Starting at the line that holds "box: [308, 140, 406, 331]" and stopping at the line that holds "165L323 193L303 225L333", restate the records below word for word, with both of those lines included.

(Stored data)
[Start of section]

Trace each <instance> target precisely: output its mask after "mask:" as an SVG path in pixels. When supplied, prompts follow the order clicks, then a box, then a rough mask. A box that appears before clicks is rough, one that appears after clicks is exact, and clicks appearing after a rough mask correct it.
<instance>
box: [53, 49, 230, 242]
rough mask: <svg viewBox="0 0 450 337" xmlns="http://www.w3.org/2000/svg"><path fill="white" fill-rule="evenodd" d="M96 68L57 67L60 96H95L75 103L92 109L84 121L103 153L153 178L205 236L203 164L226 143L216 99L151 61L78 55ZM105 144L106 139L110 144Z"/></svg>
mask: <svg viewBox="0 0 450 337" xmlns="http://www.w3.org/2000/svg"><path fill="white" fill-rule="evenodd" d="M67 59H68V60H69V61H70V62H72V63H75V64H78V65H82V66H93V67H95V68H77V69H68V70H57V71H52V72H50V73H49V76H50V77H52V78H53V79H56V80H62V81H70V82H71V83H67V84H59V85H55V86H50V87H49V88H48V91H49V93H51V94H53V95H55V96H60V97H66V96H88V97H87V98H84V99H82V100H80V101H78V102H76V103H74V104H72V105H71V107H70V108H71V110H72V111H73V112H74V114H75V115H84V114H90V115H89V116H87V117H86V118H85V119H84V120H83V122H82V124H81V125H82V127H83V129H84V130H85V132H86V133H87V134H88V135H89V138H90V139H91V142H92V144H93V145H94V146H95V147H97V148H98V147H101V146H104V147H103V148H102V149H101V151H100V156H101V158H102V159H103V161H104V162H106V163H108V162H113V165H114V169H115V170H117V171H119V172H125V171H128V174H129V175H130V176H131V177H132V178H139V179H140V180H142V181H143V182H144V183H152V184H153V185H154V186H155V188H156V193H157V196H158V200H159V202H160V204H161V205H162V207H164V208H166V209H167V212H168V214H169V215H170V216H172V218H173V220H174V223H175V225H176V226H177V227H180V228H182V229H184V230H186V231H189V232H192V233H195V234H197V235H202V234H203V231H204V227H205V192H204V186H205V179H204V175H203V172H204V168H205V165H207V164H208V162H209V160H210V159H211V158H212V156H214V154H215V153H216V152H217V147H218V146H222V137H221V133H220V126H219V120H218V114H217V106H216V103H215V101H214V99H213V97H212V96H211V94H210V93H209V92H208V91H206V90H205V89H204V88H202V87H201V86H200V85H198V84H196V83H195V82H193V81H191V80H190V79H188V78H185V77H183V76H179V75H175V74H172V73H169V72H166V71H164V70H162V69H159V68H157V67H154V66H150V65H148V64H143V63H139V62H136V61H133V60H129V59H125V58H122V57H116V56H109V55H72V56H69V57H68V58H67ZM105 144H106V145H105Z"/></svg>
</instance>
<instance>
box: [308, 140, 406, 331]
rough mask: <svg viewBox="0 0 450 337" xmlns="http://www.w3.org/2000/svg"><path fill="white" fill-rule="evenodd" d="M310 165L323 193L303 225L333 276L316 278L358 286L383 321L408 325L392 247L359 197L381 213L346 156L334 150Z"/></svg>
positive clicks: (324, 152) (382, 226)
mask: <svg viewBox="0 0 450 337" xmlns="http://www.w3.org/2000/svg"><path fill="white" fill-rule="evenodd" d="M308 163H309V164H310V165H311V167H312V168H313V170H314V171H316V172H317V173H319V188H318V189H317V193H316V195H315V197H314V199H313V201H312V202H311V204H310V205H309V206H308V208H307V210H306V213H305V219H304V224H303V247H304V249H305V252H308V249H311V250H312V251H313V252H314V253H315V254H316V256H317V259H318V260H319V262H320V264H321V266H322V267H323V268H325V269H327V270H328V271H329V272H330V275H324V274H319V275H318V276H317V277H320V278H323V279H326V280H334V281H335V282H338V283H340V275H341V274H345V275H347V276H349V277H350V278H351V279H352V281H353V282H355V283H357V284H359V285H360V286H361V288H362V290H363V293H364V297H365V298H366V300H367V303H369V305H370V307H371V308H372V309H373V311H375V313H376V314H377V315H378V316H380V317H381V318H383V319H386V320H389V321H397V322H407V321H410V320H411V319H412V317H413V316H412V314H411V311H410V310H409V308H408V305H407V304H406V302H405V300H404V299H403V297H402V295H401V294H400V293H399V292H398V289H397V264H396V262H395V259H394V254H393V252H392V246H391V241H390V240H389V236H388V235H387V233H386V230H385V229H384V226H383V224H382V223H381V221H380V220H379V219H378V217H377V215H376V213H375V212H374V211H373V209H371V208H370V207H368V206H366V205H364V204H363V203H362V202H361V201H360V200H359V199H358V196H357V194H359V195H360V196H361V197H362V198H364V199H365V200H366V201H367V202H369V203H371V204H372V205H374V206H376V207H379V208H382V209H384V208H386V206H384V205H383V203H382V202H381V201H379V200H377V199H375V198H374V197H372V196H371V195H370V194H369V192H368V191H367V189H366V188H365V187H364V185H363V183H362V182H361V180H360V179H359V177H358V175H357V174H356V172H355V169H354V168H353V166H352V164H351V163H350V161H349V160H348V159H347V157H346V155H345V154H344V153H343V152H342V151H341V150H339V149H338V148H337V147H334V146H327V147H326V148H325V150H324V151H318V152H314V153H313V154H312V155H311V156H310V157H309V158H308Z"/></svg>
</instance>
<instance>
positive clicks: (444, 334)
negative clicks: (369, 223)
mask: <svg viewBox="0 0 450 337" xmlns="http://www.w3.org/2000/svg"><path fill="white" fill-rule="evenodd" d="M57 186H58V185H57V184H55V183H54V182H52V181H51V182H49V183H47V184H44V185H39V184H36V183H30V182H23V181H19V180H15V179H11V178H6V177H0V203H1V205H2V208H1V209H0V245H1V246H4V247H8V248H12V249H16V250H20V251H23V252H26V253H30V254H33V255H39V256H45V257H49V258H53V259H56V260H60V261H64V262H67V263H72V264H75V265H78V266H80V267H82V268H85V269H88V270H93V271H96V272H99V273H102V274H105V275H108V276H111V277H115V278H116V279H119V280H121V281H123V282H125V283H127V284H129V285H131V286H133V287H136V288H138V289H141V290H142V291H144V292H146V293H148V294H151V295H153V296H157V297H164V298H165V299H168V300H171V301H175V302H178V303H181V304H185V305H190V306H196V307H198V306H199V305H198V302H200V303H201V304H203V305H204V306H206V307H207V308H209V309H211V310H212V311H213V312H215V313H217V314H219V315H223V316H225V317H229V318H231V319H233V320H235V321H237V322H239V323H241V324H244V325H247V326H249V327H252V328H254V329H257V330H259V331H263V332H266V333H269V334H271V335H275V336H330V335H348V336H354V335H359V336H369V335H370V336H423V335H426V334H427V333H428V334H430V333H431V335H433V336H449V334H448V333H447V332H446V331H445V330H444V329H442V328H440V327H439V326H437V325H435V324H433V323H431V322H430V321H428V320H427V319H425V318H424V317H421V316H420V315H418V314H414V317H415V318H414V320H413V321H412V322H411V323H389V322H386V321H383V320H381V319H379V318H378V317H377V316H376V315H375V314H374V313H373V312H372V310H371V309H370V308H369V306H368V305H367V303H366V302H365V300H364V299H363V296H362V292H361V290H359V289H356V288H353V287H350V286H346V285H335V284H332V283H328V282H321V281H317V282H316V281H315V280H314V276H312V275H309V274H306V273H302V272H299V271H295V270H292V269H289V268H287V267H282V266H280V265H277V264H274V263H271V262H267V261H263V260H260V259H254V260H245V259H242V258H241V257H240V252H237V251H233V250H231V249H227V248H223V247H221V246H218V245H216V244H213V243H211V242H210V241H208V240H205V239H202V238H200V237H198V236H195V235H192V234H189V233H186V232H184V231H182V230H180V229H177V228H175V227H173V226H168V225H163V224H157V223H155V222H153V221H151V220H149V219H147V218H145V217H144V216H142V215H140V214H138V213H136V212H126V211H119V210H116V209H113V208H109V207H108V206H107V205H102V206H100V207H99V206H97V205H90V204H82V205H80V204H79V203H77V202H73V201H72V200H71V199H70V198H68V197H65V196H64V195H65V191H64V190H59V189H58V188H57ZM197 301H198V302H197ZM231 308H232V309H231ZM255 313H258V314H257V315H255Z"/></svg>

[End of section]

* Output of the exercise *
box: [308, 140, 406, 331]
rough mask: <svg viewBox="0 0 450 337" xmlns="http://www.w3.org/2000/svg"><path fill="white" fill-rule="evenodd" d="M310 165L323 193L303 225L333 276L316 278L358 286L383 321L408 325L392 247L359 197L381 213L346 156L334 150Z"/></svg>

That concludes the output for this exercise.